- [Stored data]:

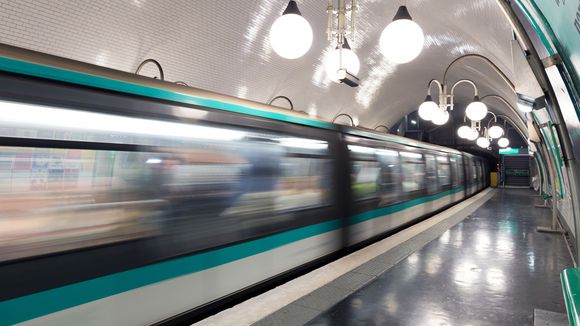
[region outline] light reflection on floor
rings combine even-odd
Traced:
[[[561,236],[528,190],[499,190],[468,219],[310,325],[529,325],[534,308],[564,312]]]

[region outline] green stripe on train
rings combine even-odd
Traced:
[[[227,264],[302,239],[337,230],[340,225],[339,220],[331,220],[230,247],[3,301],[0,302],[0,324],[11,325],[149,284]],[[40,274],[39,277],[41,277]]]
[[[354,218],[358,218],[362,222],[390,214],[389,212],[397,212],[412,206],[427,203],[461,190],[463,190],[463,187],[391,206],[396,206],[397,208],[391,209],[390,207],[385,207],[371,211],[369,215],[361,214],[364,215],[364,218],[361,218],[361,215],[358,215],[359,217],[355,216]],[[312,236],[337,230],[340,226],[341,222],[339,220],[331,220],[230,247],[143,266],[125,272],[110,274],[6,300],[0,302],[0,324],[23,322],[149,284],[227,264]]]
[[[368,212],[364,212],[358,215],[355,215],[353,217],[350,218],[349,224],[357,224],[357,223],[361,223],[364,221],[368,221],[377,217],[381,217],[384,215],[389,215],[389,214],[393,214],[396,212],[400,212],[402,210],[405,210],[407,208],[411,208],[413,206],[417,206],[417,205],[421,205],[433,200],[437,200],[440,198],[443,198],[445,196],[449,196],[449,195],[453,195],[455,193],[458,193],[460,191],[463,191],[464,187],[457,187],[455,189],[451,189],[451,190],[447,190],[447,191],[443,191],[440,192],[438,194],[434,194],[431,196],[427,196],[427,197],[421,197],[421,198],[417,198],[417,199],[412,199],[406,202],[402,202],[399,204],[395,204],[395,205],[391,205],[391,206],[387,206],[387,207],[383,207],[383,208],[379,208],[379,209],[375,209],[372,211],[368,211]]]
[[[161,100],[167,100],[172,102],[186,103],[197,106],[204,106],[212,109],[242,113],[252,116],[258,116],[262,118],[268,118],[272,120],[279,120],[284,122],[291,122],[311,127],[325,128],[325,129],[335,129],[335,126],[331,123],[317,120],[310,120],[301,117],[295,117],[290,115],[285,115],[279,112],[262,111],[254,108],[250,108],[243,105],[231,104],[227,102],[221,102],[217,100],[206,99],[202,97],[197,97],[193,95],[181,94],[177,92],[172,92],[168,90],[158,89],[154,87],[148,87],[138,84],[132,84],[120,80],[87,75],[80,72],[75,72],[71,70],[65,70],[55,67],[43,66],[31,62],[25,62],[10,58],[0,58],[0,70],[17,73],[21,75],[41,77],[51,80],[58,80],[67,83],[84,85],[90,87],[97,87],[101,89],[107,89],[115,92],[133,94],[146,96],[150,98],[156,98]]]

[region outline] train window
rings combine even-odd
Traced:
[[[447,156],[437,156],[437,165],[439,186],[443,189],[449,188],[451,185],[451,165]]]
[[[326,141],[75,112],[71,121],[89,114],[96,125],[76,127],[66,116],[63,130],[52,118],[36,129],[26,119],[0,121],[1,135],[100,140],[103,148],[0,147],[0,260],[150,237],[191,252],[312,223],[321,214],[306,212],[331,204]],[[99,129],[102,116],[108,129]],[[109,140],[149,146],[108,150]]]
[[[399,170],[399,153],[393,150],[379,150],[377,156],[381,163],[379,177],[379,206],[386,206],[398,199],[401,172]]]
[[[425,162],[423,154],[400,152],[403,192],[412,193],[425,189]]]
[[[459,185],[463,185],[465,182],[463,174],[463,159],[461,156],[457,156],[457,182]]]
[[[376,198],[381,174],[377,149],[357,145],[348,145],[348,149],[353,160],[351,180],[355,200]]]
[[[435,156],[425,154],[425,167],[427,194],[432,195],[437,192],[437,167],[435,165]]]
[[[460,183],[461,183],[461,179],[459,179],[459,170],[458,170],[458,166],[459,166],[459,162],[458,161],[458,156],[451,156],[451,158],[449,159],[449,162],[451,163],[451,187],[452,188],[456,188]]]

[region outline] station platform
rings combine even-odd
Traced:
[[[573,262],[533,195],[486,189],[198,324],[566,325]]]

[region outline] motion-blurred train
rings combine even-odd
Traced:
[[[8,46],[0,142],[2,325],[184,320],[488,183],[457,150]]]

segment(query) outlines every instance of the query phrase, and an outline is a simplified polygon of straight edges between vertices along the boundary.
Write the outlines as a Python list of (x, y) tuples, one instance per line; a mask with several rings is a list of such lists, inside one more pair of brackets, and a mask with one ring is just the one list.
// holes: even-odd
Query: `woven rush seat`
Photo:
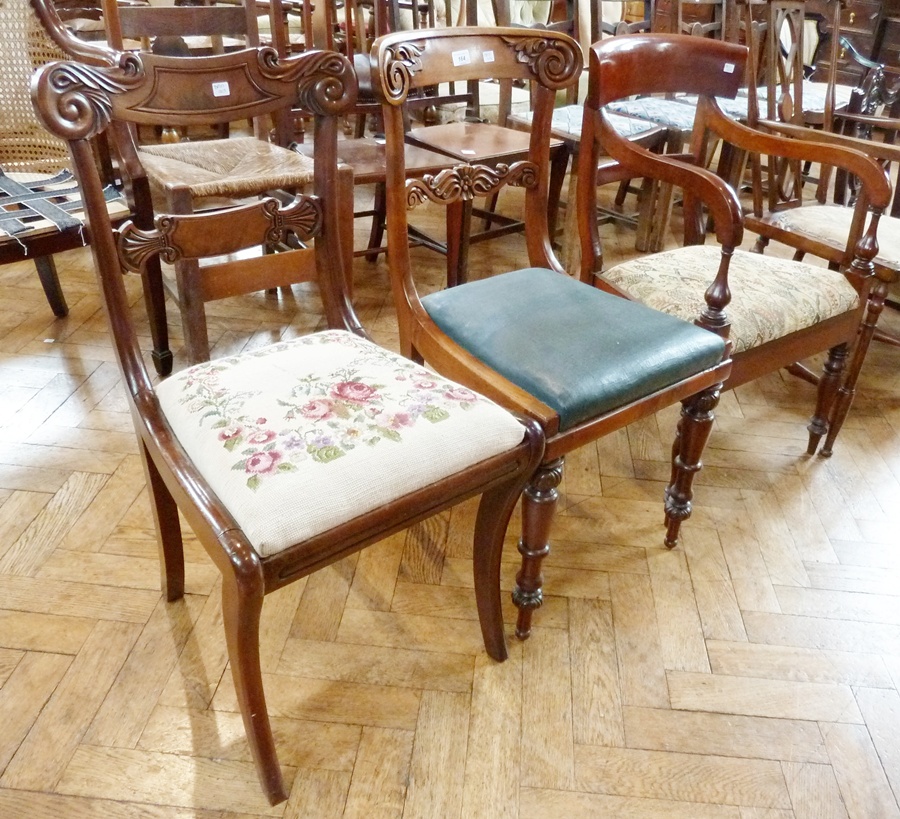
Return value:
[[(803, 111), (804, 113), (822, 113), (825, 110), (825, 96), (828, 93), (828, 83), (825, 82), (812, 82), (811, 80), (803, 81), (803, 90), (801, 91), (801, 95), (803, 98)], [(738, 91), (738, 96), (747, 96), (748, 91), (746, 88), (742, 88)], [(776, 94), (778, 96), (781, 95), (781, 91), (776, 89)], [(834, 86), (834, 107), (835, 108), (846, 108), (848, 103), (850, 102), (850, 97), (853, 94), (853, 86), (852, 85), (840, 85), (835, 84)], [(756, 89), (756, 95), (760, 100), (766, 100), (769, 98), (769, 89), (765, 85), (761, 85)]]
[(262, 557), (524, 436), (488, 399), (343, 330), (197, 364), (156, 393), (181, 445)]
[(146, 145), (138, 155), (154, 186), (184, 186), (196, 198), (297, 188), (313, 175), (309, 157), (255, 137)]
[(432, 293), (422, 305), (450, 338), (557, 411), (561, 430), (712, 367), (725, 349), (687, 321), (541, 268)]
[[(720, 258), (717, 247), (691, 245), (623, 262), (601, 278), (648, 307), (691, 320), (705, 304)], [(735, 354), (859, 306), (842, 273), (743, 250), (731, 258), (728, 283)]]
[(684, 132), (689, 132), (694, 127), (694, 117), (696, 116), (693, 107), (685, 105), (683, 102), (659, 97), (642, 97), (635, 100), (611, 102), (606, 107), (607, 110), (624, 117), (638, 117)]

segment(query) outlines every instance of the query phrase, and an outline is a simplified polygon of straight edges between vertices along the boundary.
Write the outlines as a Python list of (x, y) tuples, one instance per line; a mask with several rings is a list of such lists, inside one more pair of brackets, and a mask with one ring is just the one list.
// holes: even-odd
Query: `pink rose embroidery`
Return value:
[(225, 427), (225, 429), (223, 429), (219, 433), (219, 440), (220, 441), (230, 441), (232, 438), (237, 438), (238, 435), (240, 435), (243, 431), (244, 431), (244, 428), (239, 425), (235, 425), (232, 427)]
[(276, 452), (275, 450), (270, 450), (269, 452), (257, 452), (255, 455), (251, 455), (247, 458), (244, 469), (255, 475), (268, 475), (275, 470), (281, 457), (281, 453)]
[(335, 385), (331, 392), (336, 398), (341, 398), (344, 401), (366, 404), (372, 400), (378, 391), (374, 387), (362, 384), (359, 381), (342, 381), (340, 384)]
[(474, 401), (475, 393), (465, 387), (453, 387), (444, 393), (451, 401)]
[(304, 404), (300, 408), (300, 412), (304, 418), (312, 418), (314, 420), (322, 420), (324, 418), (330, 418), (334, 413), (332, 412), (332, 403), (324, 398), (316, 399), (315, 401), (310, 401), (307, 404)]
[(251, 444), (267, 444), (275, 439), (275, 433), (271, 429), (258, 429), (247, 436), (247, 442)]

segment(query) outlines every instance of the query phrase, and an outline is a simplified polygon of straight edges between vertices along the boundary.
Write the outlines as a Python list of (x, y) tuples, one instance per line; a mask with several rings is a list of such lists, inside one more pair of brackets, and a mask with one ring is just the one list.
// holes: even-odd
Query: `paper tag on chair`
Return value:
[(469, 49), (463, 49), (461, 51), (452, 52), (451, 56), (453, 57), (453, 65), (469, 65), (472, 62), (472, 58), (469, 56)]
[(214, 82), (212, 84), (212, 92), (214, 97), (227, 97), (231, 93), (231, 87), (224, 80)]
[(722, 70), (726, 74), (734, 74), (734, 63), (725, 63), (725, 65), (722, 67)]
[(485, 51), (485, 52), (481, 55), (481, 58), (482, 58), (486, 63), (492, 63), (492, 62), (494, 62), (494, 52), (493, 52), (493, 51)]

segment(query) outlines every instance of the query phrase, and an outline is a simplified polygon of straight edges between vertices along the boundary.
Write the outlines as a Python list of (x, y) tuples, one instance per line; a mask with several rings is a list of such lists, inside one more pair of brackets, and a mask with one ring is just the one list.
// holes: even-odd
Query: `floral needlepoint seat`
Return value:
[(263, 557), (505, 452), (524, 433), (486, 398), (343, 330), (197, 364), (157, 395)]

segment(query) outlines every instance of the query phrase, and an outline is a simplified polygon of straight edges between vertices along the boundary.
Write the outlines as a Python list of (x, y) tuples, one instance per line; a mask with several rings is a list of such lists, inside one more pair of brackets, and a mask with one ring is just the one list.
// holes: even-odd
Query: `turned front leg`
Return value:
* * *
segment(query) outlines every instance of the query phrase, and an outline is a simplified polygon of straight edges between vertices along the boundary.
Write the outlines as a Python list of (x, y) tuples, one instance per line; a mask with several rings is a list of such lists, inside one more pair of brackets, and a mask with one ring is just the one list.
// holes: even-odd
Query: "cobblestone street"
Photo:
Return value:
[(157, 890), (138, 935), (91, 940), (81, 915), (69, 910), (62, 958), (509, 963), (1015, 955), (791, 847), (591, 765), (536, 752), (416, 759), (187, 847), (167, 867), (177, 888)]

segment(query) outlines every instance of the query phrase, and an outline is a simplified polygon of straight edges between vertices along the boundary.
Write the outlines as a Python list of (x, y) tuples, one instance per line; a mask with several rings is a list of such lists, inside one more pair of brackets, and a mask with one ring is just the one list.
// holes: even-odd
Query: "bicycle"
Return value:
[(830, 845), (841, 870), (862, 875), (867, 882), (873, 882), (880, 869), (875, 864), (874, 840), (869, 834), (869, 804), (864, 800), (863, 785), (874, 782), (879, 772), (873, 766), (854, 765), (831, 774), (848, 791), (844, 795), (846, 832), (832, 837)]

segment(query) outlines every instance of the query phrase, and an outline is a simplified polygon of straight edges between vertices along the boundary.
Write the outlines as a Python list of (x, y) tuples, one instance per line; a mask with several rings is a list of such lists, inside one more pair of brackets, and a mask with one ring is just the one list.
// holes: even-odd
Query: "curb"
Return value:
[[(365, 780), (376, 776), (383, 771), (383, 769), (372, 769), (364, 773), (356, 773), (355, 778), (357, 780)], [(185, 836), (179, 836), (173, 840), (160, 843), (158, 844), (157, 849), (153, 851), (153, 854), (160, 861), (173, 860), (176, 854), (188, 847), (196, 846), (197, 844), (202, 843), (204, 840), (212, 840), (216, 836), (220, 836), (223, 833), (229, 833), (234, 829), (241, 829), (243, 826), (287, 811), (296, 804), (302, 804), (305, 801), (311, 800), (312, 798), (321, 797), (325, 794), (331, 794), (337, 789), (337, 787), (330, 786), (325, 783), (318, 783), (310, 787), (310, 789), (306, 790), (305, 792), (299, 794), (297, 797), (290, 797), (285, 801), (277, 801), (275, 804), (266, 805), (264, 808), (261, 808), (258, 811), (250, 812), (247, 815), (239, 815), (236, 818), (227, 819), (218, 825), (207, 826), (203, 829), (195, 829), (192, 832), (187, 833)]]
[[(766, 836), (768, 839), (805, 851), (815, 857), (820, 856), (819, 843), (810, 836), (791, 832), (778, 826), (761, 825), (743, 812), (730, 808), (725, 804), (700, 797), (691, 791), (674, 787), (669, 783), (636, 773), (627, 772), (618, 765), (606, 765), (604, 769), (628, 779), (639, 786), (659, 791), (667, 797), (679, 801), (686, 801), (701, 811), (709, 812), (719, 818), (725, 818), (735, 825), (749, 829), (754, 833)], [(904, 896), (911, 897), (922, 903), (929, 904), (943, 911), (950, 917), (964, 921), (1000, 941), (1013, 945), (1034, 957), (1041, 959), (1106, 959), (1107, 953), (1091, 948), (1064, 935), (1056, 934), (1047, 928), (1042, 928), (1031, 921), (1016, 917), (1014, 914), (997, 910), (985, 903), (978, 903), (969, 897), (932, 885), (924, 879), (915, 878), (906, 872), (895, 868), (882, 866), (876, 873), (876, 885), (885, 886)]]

- [TRY IT]: Could you copy every line in the records that holds "seat"?

- [ANSWER FOR THIS EXERCISE]:
Query: `woven rush seat`
Query: `floral needlepoint seat`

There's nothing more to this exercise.